[GIVEN PASSAGE — start]
Example 1: A big company A
with a very
large DB buys a much smaller company B
with a small DB. All
of B
’s programs/services will be merged or replaced with
A
’s programs/services.
Suggestion: Data exchange, where B
’s
data is moved into A
’s DB, where A
’s DB is
used as global schema with GAV-mappings.
Example 2: A reasearch organization has lots of biologists making small datasets about different species. Different biologiests may use different terms for the same thing (due to scientific conventions), however the differences are simple. New datasets are made continously. The organization wants to be able to combine all of the data for analysis.
Suggestion: Define a global schema that matches the vocabulary used in the analysis, which works as a data mediator. Use LAV-mappings from the biologists’ (local) schemas.
Example 3: Norway’s public transport companies wants to make a single service that allows people to buy all tickets from one place. However, the companies have not been able to aggree on any global schema that fits with all companies data, however, companies that are geographically close have schemas that are eaier to align. The companies have lots of data, but relatively small metadata.
Suggestion: Use P2P-integration, with mappings between companies that are geographically close. Use GLAV-mappings to define simple relationships between terms in the different vocabularies. Use a weak/efficient mapping/ontology language (e.g. OWL 2 QL).
[GIVEN PASSAGE — finish]
[DATASET SECTION — start]
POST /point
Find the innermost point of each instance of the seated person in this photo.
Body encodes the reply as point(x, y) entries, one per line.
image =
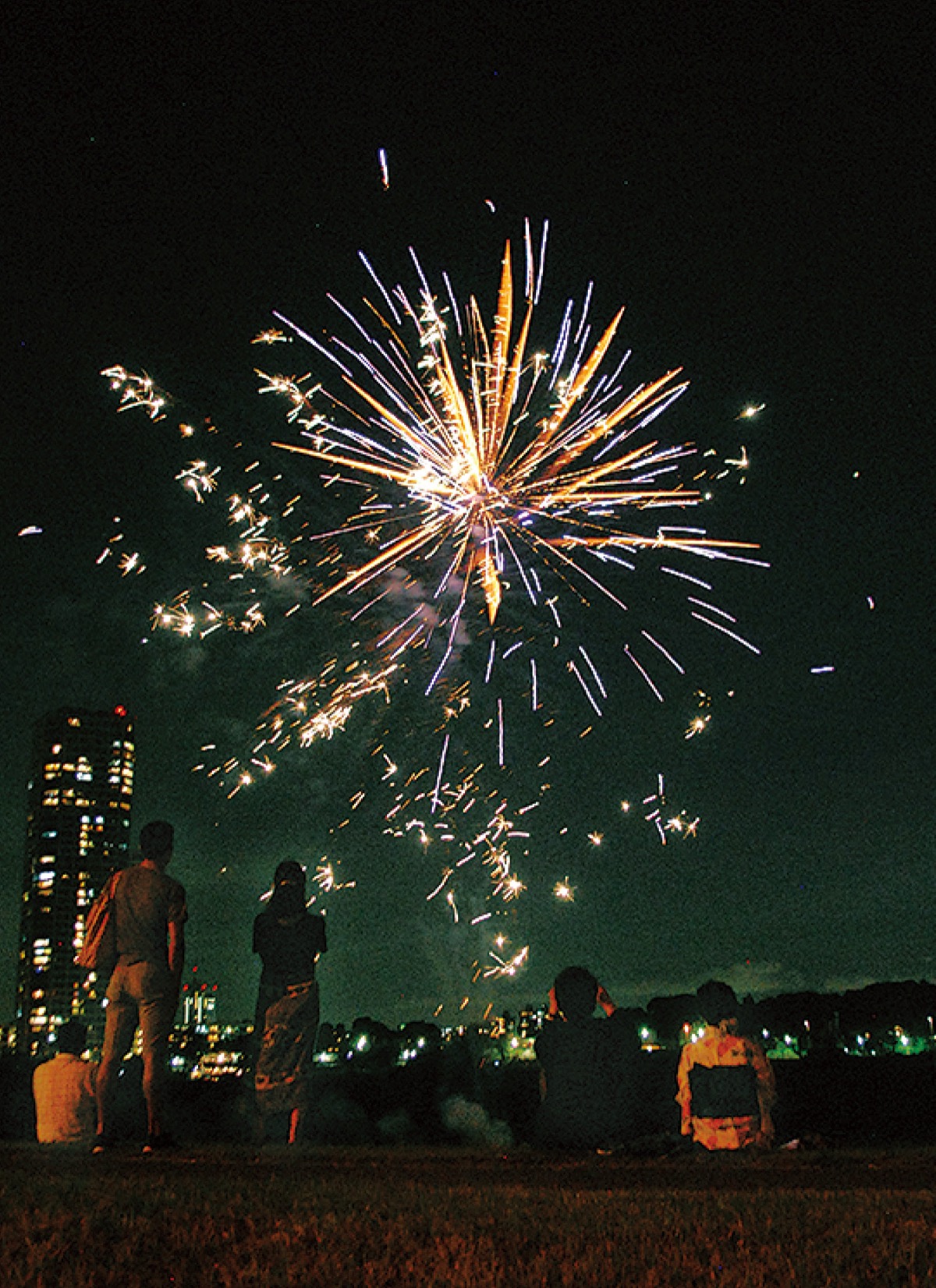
[DATASET SECTION — finish]
WORK TASK A:
Name every type of mapping that the passage on data integration examples recommends.
WORK TASK B:
Return the part of the passage on data integration examples starting with "Example 2: A" and going on through "biologists’ (local) schemas.".

PROBLEM SOLUTION A:
GAV-mappings, LAV-mappings, GLAV-mappings

PROBLEM SOLUTION B:
Example 2: A reasearch organization has lots of biologists making small datasets about different species. Different biologiests may use different terms for the same thing (due to scientific conventions), however the differences are simple. New datasets are made continously. The organization wants to be able to combine all of the data for analysis.
Suggestion: Define a global schema that matches the vocabulary used in the analysis, which works as a data mediator. Use LAV-mappings from the biologists’ (local) schemas.